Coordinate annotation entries
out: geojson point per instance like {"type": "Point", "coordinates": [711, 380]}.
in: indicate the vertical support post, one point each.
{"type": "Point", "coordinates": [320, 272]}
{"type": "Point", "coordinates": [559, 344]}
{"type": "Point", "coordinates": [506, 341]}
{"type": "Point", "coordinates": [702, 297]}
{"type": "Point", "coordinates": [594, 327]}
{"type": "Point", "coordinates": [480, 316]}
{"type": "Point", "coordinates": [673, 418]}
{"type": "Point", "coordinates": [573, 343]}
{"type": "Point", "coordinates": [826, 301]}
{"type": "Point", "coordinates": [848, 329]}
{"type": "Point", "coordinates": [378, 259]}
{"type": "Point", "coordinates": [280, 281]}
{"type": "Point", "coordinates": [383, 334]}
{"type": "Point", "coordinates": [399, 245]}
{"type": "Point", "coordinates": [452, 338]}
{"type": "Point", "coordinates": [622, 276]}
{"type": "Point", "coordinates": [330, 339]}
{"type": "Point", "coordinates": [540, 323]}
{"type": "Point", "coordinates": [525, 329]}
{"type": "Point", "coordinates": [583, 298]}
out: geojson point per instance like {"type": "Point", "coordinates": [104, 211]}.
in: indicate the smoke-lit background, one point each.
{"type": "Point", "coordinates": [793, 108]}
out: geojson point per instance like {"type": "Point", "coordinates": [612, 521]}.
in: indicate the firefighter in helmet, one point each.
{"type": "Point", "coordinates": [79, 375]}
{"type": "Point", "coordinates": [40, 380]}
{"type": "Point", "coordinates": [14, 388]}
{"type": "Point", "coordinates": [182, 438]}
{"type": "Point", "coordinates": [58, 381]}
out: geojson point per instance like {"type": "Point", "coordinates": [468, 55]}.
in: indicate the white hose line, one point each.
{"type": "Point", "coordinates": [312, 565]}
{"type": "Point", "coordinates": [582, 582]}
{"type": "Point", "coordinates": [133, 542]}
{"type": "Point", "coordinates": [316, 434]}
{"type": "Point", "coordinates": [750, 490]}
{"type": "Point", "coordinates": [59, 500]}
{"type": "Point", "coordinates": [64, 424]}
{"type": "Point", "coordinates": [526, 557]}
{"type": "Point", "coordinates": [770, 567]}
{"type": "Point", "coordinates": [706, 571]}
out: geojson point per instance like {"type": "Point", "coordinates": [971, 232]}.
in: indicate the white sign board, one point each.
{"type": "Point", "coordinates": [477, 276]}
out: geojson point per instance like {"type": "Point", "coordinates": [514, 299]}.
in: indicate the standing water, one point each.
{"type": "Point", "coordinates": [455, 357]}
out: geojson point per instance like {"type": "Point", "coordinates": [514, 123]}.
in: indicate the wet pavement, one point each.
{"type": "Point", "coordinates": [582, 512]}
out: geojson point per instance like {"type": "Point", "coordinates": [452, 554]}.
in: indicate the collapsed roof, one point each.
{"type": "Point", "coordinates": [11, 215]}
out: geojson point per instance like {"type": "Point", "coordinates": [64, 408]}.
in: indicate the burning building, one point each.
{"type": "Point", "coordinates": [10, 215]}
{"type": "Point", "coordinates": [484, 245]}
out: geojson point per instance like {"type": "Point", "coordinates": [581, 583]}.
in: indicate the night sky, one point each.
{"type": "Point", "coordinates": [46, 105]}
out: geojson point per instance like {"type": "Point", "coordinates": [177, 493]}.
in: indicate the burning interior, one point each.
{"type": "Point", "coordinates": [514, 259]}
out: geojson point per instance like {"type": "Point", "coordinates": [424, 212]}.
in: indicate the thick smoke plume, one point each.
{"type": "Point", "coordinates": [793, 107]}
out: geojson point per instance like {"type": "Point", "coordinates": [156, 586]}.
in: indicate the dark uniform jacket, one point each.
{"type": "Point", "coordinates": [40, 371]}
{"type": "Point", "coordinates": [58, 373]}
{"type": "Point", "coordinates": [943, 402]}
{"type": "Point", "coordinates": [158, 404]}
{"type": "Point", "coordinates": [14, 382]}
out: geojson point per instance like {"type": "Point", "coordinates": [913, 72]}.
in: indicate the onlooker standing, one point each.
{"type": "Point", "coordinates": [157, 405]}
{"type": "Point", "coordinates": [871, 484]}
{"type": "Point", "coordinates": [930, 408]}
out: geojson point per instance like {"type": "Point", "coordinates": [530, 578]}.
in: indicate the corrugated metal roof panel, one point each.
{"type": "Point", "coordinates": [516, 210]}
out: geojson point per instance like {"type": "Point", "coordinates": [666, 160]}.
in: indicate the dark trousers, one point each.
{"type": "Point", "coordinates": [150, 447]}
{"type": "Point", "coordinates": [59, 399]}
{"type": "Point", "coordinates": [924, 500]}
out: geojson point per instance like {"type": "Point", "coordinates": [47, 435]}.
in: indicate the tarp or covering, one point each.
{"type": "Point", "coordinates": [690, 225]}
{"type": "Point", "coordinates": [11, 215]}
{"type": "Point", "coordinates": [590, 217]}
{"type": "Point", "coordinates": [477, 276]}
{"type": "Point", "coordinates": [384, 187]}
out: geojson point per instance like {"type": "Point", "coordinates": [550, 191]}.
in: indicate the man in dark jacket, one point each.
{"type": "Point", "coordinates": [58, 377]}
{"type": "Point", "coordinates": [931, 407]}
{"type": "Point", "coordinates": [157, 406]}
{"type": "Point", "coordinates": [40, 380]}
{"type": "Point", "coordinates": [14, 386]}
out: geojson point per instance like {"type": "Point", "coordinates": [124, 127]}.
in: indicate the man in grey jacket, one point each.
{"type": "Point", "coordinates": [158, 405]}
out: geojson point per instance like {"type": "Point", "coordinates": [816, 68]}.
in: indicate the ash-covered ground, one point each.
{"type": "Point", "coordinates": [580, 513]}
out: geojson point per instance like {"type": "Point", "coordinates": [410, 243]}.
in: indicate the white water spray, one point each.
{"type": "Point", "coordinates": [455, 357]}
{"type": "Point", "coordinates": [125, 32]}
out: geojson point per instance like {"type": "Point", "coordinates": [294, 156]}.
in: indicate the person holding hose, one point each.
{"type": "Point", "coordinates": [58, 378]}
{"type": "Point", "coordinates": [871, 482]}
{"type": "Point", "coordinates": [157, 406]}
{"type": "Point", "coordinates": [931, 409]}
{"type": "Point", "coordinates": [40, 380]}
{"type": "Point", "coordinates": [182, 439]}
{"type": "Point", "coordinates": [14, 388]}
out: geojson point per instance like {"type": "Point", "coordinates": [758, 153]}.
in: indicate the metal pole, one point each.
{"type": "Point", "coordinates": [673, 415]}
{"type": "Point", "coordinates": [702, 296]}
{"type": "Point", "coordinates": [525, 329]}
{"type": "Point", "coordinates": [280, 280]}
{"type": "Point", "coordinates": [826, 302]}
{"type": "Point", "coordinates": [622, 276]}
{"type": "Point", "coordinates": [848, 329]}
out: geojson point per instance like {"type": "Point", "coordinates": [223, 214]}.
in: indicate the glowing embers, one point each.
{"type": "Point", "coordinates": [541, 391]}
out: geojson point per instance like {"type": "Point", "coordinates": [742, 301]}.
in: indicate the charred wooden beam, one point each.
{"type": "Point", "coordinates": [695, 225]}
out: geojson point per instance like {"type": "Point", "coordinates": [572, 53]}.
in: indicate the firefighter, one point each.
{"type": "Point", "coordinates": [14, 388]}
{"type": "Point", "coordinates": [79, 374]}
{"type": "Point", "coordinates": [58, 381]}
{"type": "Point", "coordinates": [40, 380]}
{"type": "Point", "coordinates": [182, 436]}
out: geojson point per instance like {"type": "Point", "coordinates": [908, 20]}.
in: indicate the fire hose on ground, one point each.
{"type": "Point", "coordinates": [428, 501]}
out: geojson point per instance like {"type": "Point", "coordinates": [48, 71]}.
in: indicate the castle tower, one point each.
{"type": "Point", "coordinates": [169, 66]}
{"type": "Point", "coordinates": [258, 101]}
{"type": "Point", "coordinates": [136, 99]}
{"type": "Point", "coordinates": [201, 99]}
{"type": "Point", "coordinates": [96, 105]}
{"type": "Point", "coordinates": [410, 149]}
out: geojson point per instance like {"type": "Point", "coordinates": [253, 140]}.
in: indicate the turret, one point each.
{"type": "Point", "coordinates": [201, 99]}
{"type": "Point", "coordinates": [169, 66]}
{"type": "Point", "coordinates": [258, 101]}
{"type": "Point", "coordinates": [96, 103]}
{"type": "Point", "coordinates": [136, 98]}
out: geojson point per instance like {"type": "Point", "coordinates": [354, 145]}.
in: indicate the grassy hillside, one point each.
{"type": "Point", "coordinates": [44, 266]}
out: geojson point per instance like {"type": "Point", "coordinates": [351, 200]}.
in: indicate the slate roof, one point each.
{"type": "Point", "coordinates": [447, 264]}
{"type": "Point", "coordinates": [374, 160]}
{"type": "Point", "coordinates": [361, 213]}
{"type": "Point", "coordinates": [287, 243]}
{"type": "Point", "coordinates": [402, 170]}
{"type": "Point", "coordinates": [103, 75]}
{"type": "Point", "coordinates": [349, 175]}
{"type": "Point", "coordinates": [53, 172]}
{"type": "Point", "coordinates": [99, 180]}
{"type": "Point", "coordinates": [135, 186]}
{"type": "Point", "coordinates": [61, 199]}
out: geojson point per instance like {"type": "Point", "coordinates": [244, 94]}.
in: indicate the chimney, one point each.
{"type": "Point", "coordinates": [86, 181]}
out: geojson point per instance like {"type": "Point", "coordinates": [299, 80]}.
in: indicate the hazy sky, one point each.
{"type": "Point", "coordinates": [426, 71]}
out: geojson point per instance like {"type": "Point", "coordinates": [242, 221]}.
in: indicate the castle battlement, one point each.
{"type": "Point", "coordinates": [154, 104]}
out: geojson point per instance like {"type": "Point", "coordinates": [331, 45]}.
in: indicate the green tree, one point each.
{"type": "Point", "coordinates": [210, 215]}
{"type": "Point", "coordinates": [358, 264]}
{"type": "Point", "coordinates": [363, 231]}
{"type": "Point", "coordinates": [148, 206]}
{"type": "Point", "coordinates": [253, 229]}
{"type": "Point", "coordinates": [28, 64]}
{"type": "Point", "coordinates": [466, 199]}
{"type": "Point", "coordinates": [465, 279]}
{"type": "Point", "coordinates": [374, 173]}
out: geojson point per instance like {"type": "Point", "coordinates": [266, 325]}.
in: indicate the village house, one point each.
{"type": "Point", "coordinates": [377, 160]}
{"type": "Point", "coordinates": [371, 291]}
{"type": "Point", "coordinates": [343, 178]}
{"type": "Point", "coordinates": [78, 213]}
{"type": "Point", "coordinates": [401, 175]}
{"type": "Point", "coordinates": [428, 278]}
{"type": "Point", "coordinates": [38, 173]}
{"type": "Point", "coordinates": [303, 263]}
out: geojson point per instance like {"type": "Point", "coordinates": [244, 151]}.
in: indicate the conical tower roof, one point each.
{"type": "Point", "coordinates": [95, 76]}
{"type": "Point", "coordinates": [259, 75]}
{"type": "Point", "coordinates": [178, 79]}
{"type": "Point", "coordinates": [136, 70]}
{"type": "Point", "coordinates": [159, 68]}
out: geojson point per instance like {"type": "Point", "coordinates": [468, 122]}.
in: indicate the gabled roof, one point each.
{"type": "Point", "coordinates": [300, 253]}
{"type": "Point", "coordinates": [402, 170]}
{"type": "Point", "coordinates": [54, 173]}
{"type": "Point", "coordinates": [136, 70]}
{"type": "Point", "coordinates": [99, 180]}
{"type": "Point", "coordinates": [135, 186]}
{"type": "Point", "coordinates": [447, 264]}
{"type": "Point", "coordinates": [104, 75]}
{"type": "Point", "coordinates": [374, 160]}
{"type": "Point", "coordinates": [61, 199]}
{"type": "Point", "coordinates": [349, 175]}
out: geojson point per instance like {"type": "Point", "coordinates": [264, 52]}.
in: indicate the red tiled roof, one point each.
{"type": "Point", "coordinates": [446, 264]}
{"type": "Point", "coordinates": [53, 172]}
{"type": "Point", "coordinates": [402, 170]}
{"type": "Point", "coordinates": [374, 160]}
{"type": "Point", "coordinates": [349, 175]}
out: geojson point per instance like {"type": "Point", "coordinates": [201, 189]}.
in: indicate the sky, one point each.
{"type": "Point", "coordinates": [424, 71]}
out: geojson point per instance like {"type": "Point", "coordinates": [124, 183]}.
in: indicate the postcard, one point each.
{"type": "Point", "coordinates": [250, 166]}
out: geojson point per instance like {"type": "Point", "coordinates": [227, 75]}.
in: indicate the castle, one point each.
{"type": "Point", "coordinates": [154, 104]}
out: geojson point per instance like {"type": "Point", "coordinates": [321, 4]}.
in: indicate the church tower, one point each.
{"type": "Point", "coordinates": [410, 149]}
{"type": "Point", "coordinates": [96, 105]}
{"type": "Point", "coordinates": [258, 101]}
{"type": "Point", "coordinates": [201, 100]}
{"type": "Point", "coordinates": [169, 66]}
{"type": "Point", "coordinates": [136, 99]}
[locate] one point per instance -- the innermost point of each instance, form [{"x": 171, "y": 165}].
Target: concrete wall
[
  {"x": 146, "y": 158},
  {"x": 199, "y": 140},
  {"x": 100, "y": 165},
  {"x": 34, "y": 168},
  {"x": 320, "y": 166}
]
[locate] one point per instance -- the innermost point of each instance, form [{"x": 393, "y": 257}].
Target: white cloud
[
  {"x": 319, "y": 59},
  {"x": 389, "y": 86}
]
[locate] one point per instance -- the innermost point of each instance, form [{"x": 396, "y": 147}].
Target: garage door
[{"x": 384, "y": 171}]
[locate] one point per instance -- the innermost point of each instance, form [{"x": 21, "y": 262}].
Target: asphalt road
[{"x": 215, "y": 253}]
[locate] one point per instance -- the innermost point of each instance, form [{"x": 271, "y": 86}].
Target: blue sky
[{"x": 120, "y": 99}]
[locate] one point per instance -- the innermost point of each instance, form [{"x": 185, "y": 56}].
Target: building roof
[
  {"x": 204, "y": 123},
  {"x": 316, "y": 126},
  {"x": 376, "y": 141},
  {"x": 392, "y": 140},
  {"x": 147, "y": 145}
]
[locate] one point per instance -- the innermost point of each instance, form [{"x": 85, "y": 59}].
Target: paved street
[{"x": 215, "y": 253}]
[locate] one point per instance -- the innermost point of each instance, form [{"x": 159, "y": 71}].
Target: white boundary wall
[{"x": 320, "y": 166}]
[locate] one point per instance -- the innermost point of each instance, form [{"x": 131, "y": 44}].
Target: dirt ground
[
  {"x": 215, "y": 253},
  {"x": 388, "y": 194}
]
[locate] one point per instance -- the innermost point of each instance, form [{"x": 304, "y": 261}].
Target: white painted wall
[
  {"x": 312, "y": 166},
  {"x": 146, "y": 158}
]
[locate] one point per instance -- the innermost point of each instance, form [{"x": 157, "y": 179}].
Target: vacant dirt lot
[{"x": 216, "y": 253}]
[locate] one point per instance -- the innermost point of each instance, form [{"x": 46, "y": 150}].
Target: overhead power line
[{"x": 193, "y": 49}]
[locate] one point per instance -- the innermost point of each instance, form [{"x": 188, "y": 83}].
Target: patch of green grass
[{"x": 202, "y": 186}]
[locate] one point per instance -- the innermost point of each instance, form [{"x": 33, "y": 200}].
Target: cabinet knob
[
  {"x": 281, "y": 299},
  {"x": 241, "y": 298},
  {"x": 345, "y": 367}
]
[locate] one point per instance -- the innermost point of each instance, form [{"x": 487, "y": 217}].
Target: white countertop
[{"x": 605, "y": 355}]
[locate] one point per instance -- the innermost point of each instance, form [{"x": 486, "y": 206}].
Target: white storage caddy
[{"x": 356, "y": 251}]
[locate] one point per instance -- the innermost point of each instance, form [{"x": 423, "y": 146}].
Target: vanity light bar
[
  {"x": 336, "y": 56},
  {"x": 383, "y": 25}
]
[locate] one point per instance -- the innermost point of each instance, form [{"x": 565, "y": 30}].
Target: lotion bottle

Stated exercise
Gather every line of the entries above that contains the word "standing", copying each one in full. Case counts.

Exercise solution
in: indicate the standing water, one point each.
in: indicate the onlooker standing, one point each.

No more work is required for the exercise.